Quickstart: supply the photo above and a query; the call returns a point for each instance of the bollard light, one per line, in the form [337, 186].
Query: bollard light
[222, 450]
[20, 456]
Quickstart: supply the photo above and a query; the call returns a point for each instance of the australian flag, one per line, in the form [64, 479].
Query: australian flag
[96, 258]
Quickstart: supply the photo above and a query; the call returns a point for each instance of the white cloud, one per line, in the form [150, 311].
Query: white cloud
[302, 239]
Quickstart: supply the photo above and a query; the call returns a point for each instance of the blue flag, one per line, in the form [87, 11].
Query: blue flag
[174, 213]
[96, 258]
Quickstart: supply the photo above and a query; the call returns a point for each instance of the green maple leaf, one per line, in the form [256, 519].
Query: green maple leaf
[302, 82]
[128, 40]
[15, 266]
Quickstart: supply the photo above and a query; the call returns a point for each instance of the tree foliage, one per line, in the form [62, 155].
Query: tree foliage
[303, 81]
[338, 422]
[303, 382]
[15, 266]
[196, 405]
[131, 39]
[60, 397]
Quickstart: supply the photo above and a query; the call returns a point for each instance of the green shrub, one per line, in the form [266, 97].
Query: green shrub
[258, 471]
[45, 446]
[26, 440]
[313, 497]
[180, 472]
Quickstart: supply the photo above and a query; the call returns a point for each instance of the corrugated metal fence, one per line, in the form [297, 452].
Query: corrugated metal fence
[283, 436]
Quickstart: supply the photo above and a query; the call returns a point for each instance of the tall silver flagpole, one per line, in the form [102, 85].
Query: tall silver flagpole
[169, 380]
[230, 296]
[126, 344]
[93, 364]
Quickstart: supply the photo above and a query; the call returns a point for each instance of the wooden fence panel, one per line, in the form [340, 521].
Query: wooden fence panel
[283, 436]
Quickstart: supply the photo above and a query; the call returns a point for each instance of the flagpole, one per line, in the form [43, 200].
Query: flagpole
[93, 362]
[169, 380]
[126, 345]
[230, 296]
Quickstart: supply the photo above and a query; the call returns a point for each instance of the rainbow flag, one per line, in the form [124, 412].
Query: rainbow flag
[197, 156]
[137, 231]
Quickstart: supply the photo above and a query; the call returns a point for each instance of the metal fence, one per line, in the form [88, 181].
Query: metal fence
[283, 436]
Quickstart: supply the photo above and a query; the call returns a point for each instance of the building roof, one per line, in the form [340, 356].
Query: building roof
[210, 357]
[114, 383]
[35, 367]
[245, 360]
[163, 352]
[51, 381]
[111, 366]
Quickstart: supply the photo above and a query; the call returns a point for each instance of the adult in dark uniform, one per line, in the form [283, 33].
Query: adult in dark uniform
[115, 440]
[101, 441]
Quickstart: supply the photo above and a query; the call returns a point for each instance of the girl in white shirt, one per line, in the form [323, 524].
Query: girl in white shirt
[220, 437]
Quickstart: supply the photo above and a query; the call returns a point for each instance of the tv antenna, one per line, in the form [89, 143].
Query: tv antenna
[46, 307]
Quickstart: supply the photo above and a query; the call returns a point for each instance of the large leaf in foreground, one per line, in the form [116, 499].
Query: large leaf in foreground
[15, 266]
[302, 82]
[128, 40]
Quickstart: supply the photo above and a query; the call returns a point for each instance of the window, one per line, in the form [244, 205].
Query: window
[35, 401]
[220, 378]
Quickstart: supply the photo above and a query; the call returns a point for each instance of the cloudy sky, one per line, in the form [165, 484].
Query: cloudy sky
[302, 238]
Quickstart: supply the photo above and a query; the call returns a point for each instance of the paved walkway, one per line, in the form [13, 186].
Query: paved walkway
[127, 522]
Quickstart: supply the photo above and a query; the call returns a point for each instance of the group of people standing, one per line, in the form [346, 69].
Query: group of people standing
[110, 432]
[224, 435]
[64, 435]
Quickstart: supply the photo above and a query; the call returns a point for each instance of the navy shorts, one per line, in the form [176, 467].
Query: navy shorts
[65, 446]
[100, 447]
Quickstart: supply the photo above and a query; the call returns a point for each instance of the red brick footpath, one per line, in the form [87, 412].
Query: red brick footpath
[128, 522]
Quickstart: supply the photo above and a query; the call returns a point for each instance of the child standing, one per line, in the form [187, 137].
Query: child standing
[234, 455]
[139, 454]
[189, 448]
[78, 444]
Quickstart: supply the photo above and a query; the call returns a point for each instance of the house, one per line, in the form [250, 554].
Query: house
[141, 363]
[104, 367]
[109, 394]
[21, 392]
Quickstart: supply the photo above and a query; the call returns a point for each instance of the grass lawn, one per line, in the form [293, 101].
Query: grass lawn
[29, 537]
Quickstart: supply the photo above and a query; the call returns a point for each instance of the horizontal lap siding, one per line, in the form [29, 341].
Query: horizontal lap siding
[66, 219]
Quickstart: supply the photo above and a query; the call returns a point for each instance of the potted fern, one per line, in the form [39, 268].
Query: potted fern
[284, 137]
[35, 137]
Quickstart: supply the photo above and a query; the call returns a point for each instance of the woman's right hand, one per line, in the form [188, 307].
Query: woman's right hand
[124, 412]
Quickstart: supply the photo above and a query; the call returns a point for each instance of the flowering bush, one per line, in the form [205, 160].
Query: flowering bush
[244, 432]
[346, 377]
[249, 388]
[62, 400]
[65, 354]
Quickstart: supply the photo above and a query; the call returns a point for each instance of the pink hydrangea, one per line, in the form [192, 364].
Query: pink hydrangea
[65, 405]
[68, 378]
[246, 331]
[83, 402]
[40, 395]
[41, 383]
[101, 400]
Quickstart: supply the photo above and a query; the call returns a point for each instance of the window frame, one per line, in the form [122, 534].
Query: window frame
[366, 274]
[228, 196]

**Task statement:** Could you update the rows from the line with "form [122, 534]." through the end of the rows, changing "window frame" to "door frame" and leaving everything else as it is?

**Solution for this exercise:**
Quickstart: supply the photo above and a query; the call returns a point for each instance of the door frame, one per line, in the form [122, 534].
Query: door frame
[366, 274]
[228, 196]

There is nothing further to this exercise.